Segment Open

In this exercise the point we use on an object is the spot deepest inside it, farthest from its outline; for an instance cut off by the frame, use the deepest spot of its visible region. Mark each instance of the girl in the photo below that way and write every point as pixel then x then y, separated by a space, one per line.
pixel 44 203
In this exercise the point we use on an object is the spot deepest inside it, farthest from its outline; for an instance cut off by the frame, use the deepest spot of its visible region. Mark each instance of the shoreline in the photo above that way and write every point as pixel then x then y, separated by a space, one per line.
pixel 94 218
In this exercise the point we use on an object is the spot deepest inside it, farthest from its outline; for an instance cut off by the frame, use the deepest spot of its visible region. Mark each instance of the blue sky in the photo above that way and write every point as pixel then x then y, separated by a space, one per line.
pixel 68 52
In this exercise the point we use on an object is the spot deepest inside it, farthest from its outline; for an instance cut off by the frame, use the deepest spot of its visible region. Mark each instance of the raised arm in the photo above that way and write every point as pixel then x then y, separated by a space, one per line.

Segment Closed

*What is expected*:
Set down the material exactly, keeping every line.

*Solution to this exercise*:
In this exercise the point we use on an object is the spot deepest inside it, farthest from its outline; for an instance cut off by the frame, use the deepest spot of its visible region. Mark each instance of the girl in the photo below that way and write every point as pixel then x then y, separated by a space, one per line.
pixel 44 203
In this exercise the point we use on an object is the spot deepest inside it, farthest from its outline; for an instance cut off by the frame, use the deepest spot of its visible region. Mark each instance of the shoreline in the photo above that way and write every point as pixel then x then y, separated by a space, one per line.
pixel 94 218
In this exercise the point we use on an object is the spot deepest inside it, farthest from its outline; for an instance cut off by the frame, use the deepest spot of its visible region. Mark each instance of the blue sky in the photo above that way and write every point as pixel then x then y, separated by a space, one per line.
pixel 68 52
In this exercise the point we use on an object is the spot deepest inside it, farthest from its outline; for an instance cut off by the frame, use the deepest spot of its visible region. Mark each instance of the raised arm in the photo above that way and write every point as pixel then x then y, separated by a space, one per line.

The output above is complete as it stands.